What needs to be done:
Directions for the data below: repeat exactly the lines from the one with "point | a marker on each instance of the water" through the one with "target | black shoulder strap", both included, and omit all pictures.
Material for this exercise section start
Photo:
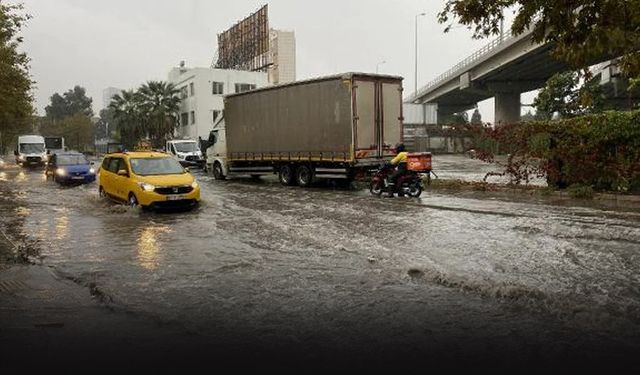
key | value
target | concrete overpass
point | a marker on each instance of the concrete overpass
(503, 69)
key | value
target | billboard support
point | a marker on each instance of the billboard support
(245, 46)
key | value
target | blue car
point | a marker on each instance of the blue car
(70, 168)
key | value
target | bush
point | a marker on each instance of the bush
(601, 150)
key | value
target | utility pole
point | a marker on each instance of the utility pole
(415, 91)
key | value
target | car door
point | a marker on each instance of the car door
(120, 183)
(109, 182)
(51, 166)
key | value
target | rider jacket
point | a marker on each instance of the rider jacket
(400, 160)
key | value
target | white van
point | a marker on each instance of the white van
(31, 151)
(186, 151)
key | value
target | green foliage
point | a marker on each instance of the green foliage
(15, 83)
(78, 131)
(563, 95)
(69, 116)
(72, 102)
(582, 31)
(580, 191)
(150, 112)
(599, 150)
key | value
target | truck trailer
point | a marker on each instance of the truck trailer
(337, 127)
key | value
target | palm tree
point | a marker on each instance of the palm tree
(159, 106)
(127, 115)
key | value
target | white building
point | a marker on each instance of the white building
(107, 94)
(201, 92)
(282, 53)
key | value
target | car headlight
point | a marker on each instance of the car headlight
(146, 187)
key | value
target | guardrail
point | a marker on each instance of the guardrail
(462, 65)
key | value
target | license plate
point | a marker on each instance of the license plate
(175, 197)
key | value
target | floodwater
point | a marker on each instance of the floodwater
(341, 270)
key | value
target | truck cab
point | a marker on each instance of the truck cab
(185, 151)
(54, 145)
(31, 151)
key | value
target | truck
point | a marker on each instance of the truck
(336, 127)
(54, 144)
(31, 151)
(185, 151)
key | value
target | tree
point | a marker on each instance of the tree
(150, 112)
(583, 31)
(128, 118)
(16, 107)
(476, 117)
(563, 94)
(160, 104)
(72, 102)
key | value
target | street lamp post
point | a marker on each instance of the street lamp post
(415, 92)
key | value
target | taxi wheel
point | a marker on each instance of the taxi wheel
(133, 201)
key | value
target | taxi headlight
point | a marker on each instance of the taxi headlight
(146, 187)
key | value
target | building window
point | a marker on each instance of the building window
(242, 87)
(216, 114)
(218, 88)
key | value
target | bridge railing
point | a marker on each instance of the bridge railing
(470, 60)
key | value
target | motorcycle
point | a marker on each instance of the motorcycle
(409, 184)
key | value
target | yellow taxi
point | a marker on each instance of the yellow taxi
(149, 179)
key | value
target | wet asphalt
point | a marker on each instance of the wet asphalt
(263, 274)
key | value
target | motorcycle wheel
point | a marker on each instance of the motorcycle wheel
(376, 188)
(415, 190)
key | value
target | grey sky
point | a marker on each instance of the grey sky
(123, 43)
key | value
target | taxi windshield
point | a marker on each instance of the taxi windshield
(71, 160)
(155, 166)
(186, 146)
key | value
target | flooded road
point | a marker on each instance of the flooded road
(325, 270)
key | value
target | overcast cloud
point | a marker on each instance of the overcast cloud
(123, 43)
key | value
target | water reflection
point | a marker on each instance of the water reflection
(148, 245)
(62, 226)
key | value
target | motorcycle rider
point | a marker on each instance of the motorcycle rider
(400, 161)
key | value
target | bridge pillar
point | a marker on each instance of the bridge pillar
(507, 108)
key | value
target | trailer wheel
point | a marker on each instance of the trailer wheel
(286, 175)
(217, 171)
(304, 176)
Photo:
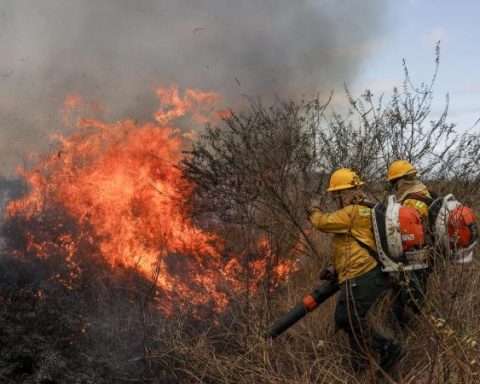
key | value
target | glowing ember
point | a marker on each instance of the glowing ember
(121, 180)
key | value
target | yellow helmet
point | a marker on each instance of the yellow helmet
(400, 168)
(344, 178)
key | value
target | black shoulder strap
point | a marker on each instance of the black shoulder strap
(369, 249)
(367, 204)
(418, 196)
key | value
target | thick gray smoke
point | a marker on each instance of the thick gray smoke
(116, 51)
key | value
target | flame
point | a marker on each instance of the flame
(122, 181)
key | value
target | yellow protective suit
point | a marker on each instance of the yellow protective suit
(352, 221)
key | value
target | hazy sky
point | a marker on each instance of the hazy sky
(412, 29)
(114, 52)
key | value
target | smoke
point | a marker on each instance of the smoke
(115, 51)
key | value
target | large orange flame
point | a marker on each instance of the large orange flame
(122, 180)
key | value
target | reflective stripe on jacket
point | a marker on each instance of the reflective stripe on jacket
(353, 221)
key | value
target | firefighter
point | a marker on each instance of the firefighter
(361, 280)
(410, 192)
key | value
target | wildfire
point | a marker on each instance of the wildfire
(121, 180)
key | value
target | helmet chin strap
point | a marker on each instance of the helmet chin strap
(339, 199)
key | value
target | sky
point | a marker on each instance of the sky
(412, 28)
(115, 52)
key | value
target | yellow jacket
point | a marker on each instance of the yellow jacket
(350, 258)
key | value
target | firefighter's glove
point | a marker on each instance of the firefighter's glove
(328, 273)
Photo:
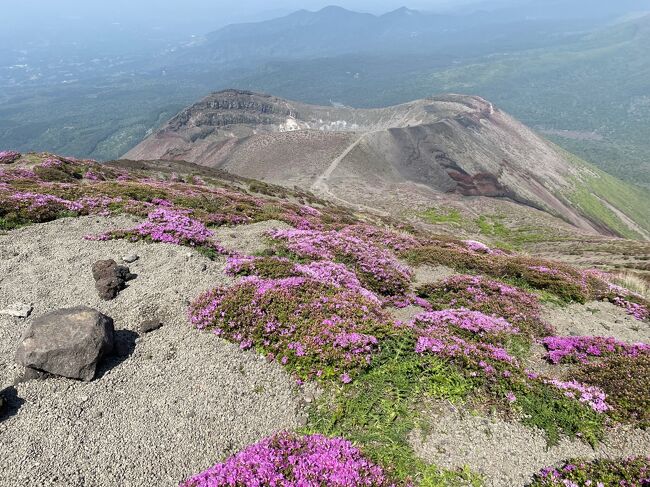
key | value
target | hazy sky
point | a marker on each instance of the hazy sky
(198, 15)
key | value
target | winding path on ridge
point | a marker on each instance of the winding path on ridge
(320, 184)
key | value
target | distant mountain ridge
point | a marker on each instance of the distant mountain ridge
(444, 149)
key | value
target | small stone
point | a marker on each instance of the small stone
(150, 325)
(17, 310)
(110, 278)
(31, 374)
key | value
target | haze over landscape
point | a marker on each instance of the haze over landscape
(303, 244)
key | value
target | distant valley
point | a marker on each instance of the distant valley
(560, 78)
(449, 151)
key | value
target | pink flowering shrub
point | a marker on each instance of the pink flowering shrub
(591, 395)
(273, 267)
(489, 297)
(625, 379)
(267, 267)
(635, 304)
(376, 268)
(392, 240)
(289, 460)
(581, 348)
(632, 472)
(319, 330)
(464, 335)
(7, 157)
(481, 248)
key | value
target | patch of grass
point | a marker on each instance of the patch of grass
(626, 381)
(381, 408)
(492, 226)
(550, 410)
(437, 216)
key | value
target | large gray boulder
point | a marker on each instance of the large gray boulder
(67, 342)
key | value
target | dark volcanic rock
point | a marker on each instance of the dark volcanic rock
(67, 342)
(7, 157)
(150, 325)
(110, 278)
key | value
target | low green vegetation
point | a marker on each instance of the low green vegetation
(627, 473)
(436, 216)
(595, 192)
(382, 407)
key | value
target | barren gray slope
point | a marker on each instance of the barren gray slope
(183, 400)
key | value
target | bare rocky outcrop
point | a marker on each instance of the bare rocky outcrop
(67, 342)
(439, 150)
(110, 278)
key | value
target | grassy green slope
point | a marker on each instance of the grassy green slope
(596, 87)
(595, 192)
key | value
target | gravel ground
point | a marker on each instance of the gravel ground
(508, 453)
(596, 318)
(427, 274)
(179, 403)
(248, 239)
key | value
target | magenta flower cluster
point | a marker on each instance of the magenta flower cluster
(490, 297)
(593, 396)
(325, 271)
(289, 460)
(581, 348)
(168, 226)
(321, 330)
(7, 157)
(455, 333)
(376, 267)
(481, 248)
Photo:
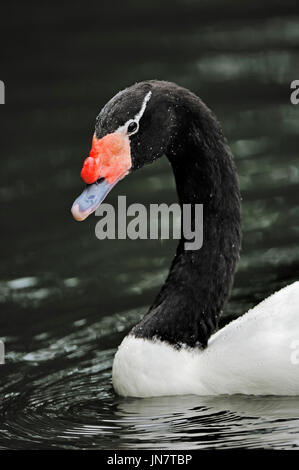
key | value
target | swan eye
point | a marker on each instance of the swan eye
(132, 127)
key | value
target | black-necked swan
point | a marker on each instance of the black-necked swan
(174, 349)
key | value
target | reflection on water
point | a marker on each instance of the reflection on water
(67, 299)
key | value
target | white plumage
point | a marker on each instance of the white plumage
(255, 354)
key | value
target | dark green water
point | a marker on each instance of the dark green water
(68, 299)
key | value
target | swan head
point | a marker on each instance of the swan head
(134, 128)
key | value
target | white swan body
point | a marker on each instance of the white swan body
(256, 354)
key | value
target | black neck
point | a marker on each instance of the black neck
(187, 309)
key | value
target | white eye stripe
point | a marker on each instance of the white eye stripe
(137, 117)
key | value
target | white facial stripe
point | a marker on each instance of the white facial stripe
(143, 107)
(138, 116)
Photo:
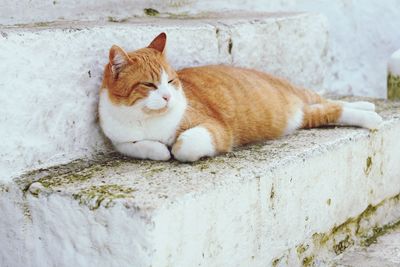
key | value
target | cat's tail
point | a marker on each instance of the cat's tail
(327, 112)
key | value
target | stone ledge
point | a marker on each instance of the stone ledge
(53, 72)
(247, 208)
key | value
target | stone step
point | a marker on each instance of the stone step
(287, 202)
(51, 72)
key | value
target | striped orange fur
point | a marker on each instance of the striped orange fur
(233, 105)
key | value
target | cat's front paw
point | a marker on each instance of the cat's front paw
(193, 144)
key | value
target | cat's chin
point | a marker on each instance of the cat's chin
Material for this exercise section end
Answer to the problem:
point | a marker on each instance of the water reflection
(148, 245)
(62, 226)
key | value
target | motorcycle rider
point | a marker on each instance of the motorcycle rider
(400, 161)
key | value
target | bridge pillar
point | a marker on each instance of the bridge pillar
(507, 108)
key | value
target | trailer wheel
point | a marker on each instance of the trailer wheel
(286, 175)
(217, 171)
(304, 176)
Photo:
key | value
target | glowing ember
point | a marker on each instance of the glowing ember
(121, 180)
key | value
target | yellow helmet
point | a marker on each instance of the yellow helmet
(400, 168)
(344, 178)
key | value
target | black shoulder strap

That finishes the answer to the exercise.